** START Selection **

Today is the feast day of Saint Werburgh. Ora pro nobis.
Saint Werburgh (Werburga) was born in Staffordshire early in the seventh century. Her mother was St. Ermenilda, daughter of Ercombert, King of Kent, and St. Sexburga, and her father, Wulfhere, son of Penda the fiercest of the Mercian kings. St. Werburgh thus united in her veins the blood of two very different races: one fiercely cruel and pagan; the other a type of gentle valor and Christian sanctity. In her, likewise, centered the royal blood of all the chief Saxon kings, while her father on the assassination of his elder brother Peada, who had been converted to Christianity, succeeded to the largest kingdom of the heptarchy. (1)
Werburgh inherited her mother’s temperament and gifts. (1)
Legend says that Wulfhere wished to promote a marriage between his daughter, Werburgh, and Werbode, a powerful heathen thane and great military leader, to whose brilliant services he was much indebted. However, Werburgh’s brothers, Wulfad and Rufinus, objected to their sister marrying a heathen. Unable to defeat their opposition, Werbode poisoned the King’s mind against his sons and obtained his authority to have them arrested for treason. Wulfhere too hastily accepted the fabricated evidence and the guiltless young men were condemned to death. No sooner were they executed than the king saw, with futile clearness, the conspiracy and treachery of which he had been the dupe. Werburgh found herself set free from the Royal command to marry a heathen and, thus emboldened, she persuaded her father to never again speak of giving her to any mortal husband. She would suffer her to mourn in cloister the crime to which he had consented and of which she was the cause. (2)
In AD 674 Wulfhere yielding to the wishes of his wife and daughter and probably supported by the counsels of St. Chad, consented with tears and regrets to part with his daughter, not to a warrior husband, but to Christ. It is probable that she was destined by her mother to be a nun and was educated as such. (2)

** END Selection **

• _Set exercise 1_: Can you add -150 to every point coordinate in the answers and write out again all the entries from the line containing "of the lake" down to the end of the entries, both ends included, keeping the requests and their sample forms unchanged?
The passage on Saint Werburgh and the entries that come next are separate, unrelated material.

** START Input material **

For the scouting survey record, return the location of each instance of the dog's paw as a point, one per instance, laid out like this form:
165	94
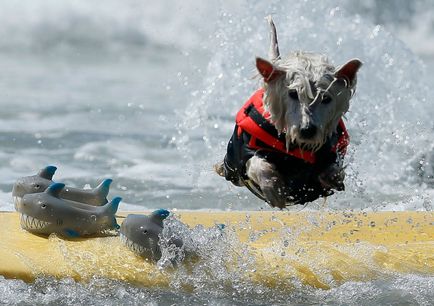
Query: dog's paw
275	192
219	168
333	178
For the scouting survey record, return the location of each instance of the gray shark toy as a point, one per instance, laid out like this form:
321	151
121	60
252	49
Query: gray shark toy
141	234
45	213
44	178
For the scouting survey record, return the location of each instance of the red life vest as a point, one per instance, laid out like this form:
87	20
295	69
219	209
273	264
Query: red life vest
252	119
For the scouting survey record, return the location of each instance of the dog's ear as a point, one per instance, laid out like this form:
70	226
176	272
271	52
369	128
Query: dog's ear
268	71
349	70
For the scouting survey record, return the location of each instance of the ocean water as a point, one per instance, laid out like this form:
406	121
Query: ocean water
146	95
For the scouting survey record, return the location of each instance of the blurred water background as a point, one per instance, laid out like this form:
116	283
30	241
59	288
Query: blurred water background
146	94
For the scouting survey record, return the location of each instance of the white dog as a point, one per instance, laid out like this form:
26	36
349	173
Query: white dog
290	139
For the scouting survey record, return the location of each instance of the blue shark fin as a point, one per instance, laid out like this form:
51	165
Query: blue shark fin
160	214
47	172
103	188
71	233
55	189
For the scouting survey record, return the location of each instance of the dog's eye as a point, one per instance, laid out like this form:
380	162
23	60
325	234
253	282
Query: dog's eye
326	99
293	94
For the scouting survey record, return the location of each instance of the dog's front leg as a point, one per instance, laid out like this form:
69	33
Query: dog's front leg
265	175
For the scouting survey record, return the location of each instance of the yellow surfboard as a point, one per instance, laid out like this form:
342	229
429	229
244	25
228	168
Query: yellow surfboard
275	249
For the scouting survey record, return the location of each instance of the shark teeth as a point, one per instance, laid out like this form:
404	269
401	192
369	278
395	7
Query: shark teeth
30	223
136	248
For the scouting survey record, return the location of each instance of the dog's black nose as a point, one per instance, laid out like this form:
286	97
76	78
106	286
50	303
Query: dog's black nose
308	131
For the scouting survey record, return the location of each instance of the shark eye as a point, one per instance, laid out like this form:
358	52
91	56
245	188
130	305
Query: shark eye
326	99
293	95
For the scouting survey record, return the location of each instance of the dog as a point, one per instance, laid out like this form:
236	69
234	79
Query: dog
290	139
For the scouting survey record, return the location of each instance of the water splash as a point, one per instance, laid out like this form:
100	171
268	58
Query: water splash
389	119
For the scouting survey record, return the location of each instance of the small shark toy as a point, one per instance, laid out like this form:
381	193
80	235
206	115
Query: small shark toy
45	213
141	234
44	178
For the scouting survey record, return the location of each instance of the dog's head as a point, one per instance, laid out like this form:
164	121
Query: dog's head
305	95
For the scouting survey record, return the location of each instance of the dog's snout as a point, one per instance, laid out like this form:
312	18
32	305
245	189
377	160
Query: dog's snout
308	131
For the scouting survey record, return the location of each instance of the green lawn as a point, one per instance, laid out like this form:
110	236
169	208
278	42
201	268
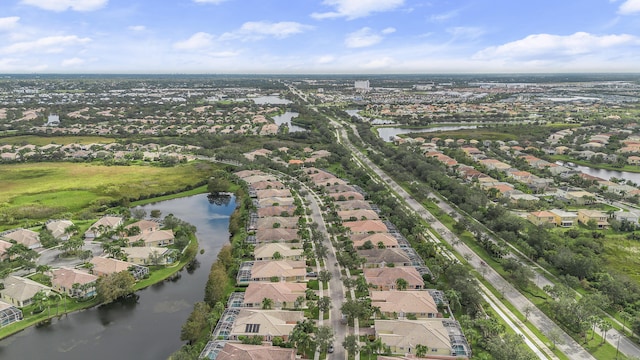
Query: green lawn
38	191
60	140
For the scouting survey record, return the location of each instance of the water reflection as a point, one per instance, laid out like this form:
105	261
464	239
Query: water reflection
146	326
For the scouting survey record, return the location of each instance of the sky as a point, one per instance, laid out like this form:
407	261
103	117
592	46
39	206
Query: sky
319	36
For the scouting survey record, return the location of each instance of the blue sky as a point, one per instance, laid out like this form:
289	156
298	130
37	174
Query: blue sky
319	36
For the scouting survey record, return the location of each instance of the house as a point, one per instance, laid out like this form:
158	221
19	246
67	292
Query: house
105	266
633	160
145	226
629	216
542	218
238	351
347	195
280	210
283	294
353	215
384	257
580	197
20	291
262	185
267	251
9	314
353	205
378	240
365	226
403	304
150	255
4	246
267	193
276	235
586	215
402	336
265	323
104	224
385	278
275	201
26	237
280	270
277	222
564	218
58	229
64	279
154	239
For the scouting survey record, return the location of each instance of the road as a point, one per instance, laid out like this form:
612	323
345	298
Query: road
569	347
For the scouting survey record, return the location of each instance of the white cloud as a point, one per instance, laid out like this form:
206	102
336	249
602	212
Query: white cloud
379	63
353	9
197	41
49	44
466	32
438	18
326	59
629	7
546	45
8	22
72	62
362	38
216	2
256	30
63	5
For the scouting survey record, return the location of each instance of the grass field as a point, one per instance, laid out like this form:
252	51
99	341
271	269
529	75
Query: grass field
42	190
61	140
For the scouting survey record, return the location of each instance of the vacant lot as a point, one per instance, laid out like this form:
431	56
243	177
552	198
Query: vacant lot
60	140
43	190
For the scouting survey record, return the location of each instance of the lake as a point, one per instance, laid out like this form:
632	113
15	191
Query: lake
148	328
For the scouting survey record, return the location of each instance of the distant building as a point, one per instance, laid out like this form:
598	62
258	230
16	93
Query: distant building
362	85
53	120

** END Input material **

• _Set exercise 2_: Can you echo everything in the passage on Saint Werburgh from "Today is the" down to "and gifts. (1)", word for word?

• _Written reply 1_:
For the scouting survey record, return the location of each instance of the lake as a point, one per instance, laid out like this form:
632	113
15	191
Query: lake
-2	178
For the scouting survey record, return the location of each instance of the distant building as a point, one per instance, laid out like this form:
598	62
258	230
16	93
Query: distant building
212	-65
-97	-30

• _Written reply 2_:
Today is the feast day of Saint Werburgh. Ora pro nobis.
Saint Werburgh (Werburga) was born in Staffordshire early in the seventh century. Her mother was St. Ermenilda, daughter of Ercombert, King of Kent, and St. Sexburga, and her father, Wulfhere, son of Penda the fiercest of the Mercian kings. St. Werburgh thus united in her veins the blood of two very different races: one fiercely cruel and pagan; the other a type of gentle valor and Christian sanctity. In her, likewise, centered the royal blood of all the chief Saxon kings, while her father on the assassination of his elder brother Peada, who had been converted to Christianity, succeeded to the largest kingdom of the heptarchy. (1)
Werburgh inherited her mother’s temperament and gifts. (1)